* **Task description**:
Copy the listing below line for line, with no changes.

* **Data lines**:
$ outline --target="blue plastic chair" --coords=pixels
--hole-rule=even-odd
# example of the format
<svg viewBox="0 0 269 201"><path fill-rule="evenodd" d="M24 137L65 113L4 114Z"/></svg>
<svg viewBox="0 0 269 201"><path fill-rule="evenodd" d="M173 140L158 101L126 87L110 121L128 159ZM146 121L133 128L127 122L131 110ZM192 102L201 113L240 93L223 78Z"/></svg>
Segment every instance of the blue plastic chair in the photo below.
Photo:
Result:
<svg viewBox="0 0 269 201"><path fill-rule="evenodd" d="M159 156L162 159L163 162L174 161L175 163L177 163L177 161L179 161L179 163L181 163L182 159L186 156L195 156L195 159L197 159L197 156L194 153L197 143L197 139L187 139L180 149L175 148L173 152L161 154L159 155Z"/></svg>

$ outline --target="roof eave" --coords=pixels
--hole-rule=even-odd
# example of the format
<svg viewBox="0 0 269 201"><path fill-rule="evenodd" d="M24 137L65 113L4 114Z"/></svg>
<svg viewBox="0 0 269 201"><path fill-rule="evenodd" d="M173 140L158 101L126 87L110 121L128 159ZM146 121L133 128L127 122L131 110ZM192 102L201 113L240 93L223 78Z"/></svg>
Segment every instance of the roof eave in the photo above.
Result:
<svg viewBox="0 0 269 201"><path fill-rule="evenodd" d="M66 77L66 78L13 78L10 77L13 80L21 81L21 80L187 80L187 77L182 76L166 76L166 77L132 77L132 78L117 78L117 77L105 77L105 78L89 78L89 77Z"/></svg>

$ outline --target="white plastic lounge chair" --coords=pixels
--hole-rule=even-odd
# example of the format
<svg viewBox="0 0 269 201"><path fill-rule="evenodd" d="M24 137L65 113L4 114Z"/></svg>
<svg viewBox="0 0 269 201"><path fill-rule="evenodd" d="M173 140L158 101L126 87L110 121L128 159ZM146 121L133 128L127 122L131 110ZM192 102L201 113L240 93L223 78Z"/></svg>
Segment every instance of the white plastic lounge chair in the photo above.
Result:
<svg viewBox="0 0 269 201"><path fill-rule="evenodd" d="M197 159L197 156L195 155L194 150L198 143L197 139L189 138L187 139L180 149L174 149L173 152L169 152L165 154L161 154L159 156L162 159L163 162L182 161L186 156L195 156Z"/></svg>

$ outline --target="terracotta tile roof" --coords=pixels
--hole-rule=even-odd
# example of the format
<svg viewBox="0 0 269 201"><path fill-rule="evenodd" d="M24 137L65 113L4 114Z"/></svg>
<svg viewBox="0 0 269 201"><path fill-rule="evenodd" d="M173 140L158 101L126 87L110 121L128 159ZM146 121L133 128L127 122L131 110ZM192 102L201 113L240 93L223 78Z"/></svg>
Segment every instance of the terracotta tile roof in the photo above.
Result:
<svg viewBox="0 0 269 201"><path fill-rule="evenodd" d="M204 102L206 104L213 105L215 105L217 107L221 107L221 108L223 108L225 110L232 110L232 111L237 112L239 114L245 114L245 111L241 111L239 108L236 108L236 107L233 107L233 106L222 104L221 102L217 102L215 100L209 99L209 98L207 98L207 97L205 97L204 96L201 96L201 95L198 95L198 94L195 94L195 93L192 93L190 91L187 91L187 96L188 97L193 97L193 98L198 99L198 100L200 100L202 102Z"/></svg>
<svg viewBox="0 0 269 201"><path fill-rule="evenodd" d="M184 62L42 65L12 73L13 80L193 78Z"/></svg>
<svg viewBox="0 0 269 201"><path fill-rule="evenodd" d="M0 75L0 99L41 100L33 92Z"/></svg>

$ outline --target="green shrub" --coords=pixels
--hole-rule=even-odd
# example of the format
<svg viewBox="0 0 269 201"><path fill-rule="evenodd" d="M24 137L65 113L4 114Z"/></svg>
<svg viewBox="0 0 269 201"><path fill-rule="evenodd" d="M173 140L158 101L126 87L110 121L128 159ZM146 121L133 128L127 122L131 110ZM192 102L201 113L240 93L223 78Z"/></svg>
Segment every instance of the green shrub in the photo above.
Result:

* **Finished exercise**:
$ outline --target="blue plastic chair" --coords=pixels
--hole-rule=even-odd
# example of the format
<svg viewBox="0 0 269 201"><path fill-rule="evenodd" d="M24 137L65 113L4 114Z"/></svg>
<svg viewBox="0 0 269 201"><path fill-rule="evenodd" d="M173 140L158 101L126 87L110 121L128 159ZM146 121L133 128L127 122L131 110ZM192 102L201 113L240 93L223 78Z"/></svg>
Segment every instance of the blue plastic chair in the photo below.
Photo:
Result:
<svg viewBox="0 0 269 201"><path fill-rule="evenodd" d="M159 156L162 159L163 162L174 161L175 163L177 163L177 161L179 161L179 163L181 163L182 159L186 156L195 156L195 159L197 159L197 156L194 153L197 143L197 139L187 139L180 149L175 148L173 152L161 154L159 155Z"/></svg>

$ outline --target="roof eave" --coords=pixels
--hole-rule=even-odd
# example of the format
<svg viewBox="0 0 269 201"><path fill-rule="evenodd" d="M24 137L65 113L4 114Z"/></svg>
<svg viewBox="0 0 269 201"><path fill-rule="evenodd" d="M173 140L158 101L126 87L110 121L128 159ZM146 121L133 128L127 122L131 110ZM192 102L201 113L240 93L223 78Z"/></svg>
Segment every instance of the roof eave in the photo above.
Result:
<svg viewBox="0 0 269 201"><path fill-rule="evenodd" d="M66 77L66 78L13 78L10 77L13 80L21 81L21 80L187 80L187 77L182 76L166 76L166 77L132 77L132 78L117 78L117 77L105 77L105 78L89 78L89 77Z"/></svg>

$ outline --target="white plastic lounge chair" --coords=pixels
--hole-rule=even-odd
# example of the format
<svg viewBox="0 0 269 201"><path fill-rule="evenodd" d="M24 137L65 113L4 114Z"/></svg>
<svg viewBox="0 0 269 201"><path fill-rule="evenodd" d="M173 140L158 101L126 87L110 121L128 159ZM146 121L133 128L127 122L131 110ZM192 102L201 113L240 93L223 78Z"/></svg>
Segment every instance of the white plastic lounge chair in the photo above.
Result:
<svg viewBox="0 0 269 201"><path fill-rule="evenodd" d="M197 159L197 156L195 155L194 150L198 143L197 139L189 138L187 139L180 149L174 149L173 152L169 152L165 154L161 154L159 156L162 159L163 162L182 161L186 156L195 156Z"/></svg>

$ outline --target="terracotta tile roof" --coords=pixels
--hole-rule=even-odd
# example of the format
<svg viewBox="0 0 269 201"><path fill-rule="evenodd" d="M24 137L65 113L4 114Z"/></svg>
<svg viewBox="0 0 269 201"><path fill-rule="evenodd" d="M173 140L158 101L126 87L110 121L128 159ZM146 121L133 128L127 122L131 110ZM192 102L201 113L240 93L223 78Z"/></svg>
Segment every instance of the terracotta tile roof in the photo above.
Result:
<svg viewBox="0 0 269 201"><path fill-rule="evenodd" d="M204 102L206 104L213 105L215 105L217 107L221 107L221 108L223 108L225 110L232 110L232 111L237 112L239 114L245 114L245 111L241 111L239 108L236 108L236 107L233 107L233 106L222 104L221 102L217 102L215 100L209 99L209 98L207 98L207 97L205 97L204 96L201 96L201 95L198 95L198 94L195 94L195 93L192 93L190 91L187 91L187 96L188 97L193 97L193 98L198 99L198 100L200 100L202 102Z"/></svg>
<svg viewBox="0 0 269 201"><path fill-rule="evenodd" d="M184 62L42 65L12 73L13 80L193 78Z"/></svg>
<svg viewBox="0 0 269 201"><path fill-rule="evenodd" d="M0 75L0 99L41 100L33 92Z"/></svg>

$ outline --target="green shrub" --coords=pixels
--hole-rule=even-odd
# example of the format
<svg viewBox="0 0 269 201"><path fill-rule="evenodd" d="M24 137L65 113L4 114Z"/></svg>
<svg viewBox="0 0 269 201"><path fill-rule="evenodd" d="M173 140L158 101L126 87L110 121L128 159ZM146 121L133 128L127 122L131 110ZM192 102L201 113L240 93L223 78Z"/></svg>
Segment every instance of the green shrub in the photo above.
Result:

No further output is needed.